• _Passage_
┌──

SPEC2017 Single-Threaded Results

SPEC2017 is a series of standardized tests used to probe the overall performance between different systems, different architectures, different microarchitectures, and setups. The code has to be compiled, and then the results can be submitted to an online database for comparison. It covers a range of integer and floating point workloads, and can be very optimized for each CPU, so it is important to check how the benchmarks are being compiled and run.

We run the tests in a harness built through Windows Subsystem for Linux, developed by Andrei Frumusanu. WSL has some odd quirks, with one test not running due to a WSL fixed stack size, but for like-for-like testing it is good enough. Because our scores aren’t official submissions, as per SPEC guidelines we have to declare them as internal estimates on our part.

For compilers, we use LLVM both for C/C++ and Fortan tests, and for Fortran we’re using the Flang compiler. The rationale of using LLVM over GCC is better cross-platform comparisons to platforms that have only have LLVM support and future articles where we’ll investigate this aspect more. We’re not considering closed-sourced compilers such as MSVC or ICC.

clang version 10.0.0
clang version 7.0.1 (ssh://git@github.com/flang-compiler/flang-driver.git
 24bd54da5c41af04838bbe7b68f830840d47fc03)

└──

• _Listing_
┌──

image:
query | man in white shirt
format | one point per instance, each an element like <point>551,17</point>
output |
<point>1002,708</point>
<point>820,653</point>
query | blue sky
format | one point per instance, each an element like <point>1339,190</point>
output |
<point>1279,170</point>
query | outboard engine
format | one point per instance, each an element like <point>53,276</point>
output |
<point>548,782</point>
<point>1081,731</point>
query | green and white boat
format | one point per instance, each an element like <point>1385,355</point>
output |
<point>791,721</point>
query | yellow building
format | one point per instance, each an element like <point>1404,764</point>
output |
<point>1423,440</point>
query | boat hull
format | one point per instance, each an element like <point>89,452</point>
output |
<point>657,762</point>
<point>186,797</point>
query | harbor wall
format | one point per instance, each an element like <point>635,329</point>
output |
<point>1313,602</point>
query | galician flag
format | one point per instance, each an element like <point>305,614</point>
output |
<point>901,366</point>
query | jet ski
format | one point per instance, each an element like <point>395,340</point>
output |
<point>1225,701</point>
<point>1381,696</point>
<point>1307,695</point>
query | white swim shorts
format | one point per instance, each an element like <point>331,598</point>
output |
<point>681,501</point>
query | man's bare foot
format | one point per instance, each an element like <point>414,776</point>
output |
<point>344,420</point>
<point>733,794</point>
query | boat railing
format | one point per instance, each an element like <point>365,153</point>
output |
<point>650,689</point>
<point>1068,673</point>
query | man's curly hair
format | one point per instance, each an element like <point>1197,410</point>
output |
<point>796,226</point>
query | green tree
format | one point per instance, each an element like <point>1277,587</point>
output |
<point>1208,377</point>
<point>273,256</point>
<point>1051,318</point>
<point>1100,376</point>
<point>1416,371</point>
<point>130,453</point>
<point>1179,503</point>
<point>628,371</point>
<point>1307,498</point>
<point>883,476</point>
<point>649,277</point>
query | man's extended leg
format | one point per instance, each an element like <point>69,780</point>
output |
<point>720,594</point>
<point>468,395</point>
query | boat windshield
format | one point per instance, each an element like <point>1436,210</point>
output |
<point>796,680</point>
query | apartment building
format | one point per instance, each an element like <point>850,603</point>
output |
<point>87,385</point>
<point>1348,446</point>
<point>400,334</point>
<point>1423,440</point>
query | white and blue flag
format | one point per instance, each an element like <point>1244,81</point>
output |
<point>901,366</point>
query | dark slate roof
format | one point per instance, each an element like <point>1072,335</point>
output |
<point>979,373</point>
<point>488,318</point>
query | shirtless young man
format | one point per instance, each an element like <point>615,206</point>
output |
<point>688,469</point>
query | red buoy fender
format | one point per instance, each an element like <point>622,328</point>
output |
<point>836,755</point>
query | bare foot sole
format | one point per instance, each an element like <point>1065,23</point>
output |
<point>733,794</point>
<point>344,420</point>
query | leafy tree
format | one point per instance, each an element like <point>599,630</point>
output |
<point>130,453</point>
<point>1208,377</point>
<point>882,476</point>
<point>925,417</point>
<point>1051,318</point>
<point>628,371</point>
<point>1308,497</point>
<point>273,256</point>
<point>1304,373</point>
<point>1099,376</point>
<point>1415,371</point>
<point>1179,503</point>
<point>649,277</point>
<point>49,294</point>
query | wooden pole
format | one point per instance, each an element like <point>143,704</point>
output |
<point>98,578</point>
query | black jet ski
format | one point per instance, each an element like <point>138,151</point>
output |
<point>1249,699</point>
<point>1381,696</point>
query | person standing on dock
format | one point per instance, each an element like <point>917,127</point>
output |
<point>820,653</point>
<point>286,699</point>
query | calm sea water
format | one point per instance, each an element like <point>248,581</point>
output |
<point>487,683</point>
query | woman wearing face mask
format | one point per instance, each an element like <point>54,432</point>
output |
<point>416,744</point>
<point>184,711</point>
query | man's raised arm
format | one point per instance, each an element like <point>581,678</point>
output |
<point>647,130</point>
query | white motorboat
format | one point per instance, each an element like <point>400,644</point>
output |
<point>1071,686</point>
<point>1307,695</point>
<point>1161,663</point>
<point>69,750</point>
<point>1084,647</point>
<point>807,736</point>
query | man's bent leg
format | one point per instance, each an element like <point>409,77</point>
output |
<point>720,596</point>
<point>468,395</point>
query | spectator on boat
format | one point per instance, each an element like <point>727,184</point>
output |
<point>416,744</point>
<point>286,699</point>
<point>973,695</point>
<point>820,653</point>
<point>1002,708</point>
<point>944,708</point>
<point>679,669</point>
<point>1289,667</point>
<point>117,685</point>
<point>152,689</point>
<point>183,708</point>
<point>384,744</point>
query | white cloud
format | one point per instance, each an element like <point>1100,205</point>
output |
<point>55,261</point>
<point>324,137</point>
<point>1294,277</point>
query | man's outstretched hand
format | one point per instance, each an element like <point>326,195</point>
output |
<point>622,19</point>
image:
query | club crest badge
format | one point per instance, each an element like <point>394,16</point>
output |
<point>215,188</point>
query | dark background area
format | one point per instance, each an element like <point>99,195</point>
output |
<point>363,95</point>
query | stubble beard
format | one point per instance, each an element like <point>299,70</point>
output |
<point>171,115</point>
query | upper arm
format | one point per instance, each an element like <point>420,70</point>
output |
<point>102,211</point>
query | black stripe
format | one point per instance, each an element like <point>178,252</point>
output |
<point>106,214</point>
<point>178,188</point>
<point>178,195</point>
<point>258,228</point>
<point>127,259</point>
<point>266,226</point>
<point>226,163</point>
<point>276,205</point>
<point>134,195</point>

└──

• _Required actions_
• 1. According to the SPEC2017 text, overall performance is probed between what kinds of things? List each one.
• 2. From the SPEC2017 text, retype the part starting at "SPEC2017 is a" and ending at "on our part.".
The data has no role in this work.

• _Solutions by task_
• 1. systems, architectures, microarchitectures, setups

• 2.
SPEC2017 is a series of standardized tests used to probe the overall performance between different systems, different architectures, different microarchitectures, and setups. The code has to be compiled, and then the results can be submitted to an online database for comparison. It covers a range of integer and floating point workloads, and can be very optimized for each CPU, so it is important to check how the benchmarks are being compiled and run.

We run the tests in a harness built through Windows Subsystem for Linux, developed by Andrei Frumusanu. WSL has some odd quirks, with one test not running due to a WSL fixed stack size, but for like-for-like testing it is good enough. Because our scores aren’t official submissions, as per SPEC guidelines we have to declare them as internal estimates on our part.